**GOAL:**
How many lines of the material below contain the string "region"? Case counts; give only the number.

** START DATASET RECORDS **

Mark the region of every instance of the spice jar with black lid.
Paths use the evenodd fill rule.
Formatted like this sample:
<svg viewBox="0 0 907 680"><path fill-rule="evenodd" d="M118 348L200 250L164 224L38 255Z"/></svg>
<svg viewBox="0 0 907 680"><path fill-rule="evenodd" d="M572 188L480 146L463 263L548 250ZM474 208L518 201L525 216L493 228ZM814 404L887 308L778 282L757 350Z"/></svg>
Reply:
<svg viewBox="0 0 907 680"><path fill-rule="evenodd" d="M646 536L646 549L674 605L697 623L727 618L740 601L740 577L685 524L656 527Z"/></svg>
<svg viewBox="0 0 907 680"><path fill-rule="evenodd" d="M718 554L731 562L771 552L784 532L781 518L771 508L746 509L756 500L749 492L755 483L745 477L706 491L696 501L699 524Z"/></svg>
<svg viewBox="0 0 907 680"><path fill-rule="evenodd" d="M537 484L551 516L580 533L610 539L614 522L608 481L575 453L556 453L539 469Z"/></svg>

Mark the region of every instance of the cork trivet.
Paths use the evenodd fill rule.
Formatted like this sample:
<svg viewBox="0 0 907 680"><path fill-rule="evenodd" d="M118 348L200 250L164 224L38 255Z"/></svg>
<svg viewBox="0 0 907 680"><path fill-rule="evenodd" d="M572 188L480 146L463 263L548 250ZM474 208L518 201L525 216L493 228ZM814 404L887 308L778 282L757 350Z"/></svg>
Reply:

** END DATASET RECORDS **
** START DATASET RECORDS **

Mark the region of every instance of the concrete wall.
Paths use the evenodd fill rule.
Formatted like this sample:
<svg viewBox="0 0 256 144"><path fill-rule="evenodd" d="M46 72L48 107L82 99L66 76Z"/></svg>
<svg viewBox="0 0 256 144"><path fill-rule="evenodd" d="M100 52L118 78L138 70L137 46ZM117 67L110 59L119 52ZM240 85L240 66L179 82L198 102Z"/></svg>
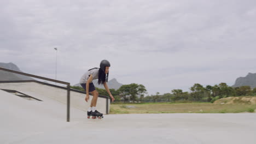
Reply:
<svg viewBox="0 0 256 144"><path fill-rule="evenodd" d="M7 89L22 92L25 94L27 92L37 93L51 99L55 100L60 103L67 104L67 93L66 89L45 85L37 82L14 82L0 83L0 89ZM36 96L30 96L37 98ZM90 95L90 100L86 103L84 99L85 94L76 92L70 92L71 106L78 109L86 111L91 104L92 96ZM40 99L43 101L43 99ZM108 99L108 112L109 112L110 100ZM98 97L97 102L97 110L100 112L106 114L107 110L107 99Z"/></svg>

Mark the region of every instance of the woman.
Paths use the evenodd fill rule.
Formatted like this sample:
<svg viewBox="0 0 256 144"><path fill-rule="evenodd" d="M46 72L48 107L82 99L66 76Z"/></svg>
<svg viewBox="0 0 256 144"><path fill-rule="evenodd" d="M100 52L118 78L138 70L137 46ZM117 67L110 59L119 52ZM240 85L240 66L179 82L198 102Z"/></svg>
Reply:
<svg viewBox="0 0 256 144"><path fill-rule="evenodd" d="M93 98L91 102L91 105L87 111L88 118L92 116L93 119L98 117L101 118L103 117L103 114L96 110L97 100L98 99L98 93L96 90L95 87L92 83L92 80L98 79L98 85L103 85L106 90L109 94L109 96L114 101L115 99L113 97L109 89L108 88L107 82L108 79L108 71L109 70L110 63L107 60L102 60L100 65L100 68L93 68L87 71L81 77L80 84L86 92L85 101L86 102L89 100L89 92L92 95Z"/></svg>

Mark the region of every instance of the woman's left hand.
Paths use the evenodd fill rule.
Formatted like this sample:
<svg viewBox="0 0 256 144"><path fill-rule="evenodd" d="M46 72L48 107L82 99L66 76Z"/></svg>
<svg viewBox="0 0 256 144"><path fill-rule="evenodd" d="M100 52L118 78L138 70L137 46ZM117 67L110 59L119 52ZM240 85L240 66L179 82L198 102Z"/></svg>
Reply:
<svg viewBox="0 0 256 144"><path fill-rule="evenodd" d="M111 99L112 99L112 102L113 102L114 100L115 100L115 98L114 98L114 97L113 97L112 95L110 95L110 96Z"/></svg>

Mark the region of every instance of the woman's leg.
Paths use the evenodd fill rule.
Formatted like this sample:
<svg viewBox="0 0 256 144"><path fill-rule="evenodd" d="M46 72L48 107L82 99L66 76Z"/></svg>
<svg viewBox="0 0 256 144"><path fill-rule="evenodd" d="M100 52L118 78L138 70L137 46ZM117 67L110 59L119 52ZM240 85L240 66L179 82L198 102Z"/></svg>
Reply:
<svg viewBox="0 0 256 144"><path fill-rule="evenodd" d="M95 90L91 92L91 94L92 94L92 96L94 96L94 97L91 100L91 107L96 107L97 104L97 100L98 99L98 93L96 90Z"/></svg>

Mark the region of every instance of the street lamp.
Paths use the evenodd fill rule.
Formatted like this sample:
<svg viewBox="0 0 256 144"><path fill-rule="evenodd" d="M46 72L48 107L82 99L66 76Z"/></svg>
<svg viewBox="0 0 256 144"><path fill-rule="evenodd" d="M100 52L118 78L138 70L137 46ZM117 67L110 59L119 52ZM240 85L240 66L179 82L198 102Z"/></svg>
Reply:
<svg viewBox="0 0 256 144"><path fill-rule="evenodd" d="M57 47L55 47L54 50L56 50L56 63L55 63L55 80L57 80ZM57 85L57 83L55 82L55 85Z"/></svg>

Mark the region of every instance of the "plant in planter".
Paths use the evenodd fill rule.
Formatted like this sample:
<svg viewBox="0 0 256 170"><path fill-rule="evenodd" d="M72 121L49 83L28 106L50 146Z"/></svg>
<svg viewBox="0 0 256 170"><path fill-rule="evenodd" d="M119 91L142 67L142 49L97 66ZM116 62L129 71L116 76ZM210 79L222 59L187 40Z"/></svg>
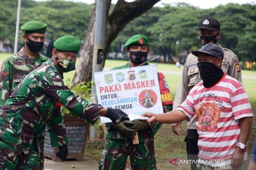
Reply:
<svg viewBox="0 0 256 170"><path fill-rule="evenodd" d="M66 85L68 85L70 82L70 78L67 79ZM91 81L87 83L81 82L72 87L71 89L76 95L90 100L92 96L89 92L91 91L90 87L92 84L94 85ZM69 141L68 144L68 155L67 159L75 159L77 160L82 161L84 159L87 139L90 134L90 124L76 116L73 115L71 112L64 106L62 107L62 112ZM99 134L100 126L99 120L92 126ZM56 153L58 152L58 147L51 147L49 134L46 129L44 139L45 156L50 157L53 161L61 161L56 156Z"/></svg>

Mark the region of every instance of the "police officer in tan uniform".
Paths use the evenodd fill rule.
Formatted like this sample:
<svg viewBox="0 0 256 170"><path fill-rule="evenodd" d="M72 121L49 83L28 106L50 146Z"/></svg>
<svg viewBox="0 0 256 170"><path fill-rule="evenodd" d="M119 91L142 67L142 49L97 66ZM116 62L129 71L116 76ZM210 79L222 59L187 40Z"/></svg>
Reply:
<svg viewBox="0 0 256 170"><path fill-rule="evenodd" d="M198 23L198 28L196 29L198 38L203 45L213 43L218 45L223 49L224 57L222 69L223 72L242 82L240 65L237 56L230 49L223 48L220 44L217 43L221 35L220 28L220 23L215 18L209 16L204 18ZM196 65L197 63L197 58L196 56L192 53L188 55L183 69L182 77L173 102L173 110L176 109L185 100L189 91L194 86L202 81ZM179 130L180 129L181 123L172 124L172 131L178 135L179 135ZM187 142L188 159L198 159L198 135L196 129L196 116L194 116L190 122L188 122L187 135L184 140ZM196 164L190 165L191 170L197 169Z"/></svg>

** END DATASET RECORDS **

**RESULT OF THE TASK:**
9